What is being asked> Could you pick up the mailing-list post on the simple BFQ elevator after its last line and continue it?

Page extract>
- - - -

BFQ: simple elevator

Raymond Jennings shentino at gmail.com
Mon Mar 25 15:15:26 EDT 2013


On Sat, Mar 23, 2013 at 9:42 AM, Matthias Brugger
<matthias.bgg at gmail.com> wrote:
> On 03/23/2013 01:05 AM, Raymond Jennings wrote:
>
> On Fri, Mar 22, 2013 at 2:20 PM,  <Valdis.Kletnieks at vt.edu> wrote:
>
> On Fri, 22 Mar 2013 13:53:45 -0700, Raymond Jennings said:
>
> The first heap would be synchronous requests such as reads and syncs
> that someone in userspace is blocking on.
>
> The second is background I/O like writeback and readahead.
>
> The same distinction that CFQ completely makes.
>
> Again, this may or may not be a win, depending on the exact workload.
>
> If you are about to block on a userspace read, it may make sense to go ahead
> and tack a readahead on the request "for free" - at 100MB/sec transfer and
> 10ms
> seeks, reading 1M costs the same as a seek.  If you read 2M ahead and save 3
> seeks later, you're willing.  Of course, the *real* problem here is that how
> much readahead to actually do needs help from the VFS and filesystem levels
> -
> if there's only 600K more data before the end of the current file extent,
> doing
> more than 600K of read-ahead is a loss.

- - - -

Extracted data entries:
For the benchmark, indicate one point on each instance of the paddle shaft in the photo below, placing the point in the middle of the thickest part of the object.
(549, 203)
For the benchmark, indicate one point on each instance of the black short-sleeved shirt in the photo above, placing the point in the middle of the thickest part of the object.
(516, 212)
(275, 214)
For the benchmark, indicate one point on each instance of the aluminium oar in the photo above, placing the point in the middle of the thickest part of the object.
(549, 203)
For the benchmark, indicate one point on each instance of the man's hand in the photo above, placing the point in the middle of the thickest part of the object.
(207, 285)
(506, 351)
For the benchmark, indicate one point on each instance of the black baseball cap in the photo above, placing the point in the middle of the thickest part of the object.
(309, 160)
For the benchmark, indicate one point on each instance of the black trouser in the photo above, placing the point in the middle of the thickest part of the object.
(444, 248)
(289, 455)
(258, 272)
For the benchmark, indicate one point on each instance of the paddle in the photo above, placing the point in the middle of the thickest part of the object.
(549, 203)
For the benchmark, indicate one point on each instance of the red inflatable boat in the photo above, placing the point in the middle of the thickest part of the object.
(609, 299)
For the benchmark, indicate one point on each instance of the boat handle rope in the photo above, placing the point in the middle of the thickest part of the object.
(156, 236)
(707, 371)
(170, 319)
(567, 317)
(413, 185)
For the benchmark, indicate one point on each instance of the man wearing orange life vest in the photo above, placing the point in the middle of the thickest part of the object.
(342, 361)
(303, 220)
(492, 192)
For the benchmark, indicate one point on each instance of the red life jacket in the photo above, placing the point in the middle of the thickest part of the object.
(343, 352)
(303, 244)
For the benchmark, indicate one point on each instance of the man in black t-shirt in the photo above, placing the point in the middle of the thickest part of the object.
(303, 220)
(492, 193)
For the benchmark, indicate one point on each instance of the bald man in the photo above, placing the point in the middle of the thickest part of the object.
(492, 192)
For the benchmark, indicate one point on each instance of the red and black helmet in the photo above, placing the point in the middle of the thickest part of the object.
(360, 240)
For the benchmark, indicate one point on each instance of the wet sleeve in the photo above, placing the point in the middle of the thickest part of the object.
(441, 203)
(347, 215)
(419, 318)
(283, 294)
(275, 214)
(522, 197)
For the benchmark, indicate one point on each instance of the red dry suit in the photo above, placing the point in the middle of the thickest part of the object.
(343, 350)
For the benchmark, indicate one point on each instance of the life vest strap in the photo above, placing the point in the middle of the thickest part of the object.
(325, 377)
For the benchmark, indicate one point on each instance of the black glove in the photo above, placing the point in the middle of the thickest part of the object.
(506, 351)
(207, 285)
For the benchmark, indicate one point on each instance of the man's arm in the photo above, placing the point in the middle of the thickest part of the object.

- - - -

Answer to this problem>
>
> Meanwhile, over on the write side of the fence, unless a program is
> specifically using O_DIRECT, userspace writes will get dropped into the
> cache
> and become writeback requests later on.  So the vast majority of writes will
> usually be writebacks rather than syncronous writes.
>
> So in many cases, it's unclear how much performance CFQ gets from making
> the distinction (and I'm positive that given a sufficient supply of pizza
> and
> caffeine, I could cook up a realistic scenario where CFQ's behavior makes
> things worse)...
>
> Did I mention this stuff is tricky? :)
>
> Oh I'm well aware that it's tricky.  but as I said i'm more interested
> in learning the api than tuning performance.
>
> Having a super efficient toaster won't do much good if I can't plug
> the darn thing in.
>
>
> If you want to understand the interface, I would recommend to start having a
> look to the noop scheduler. It's by far the simplest implementation of a
> scheduler.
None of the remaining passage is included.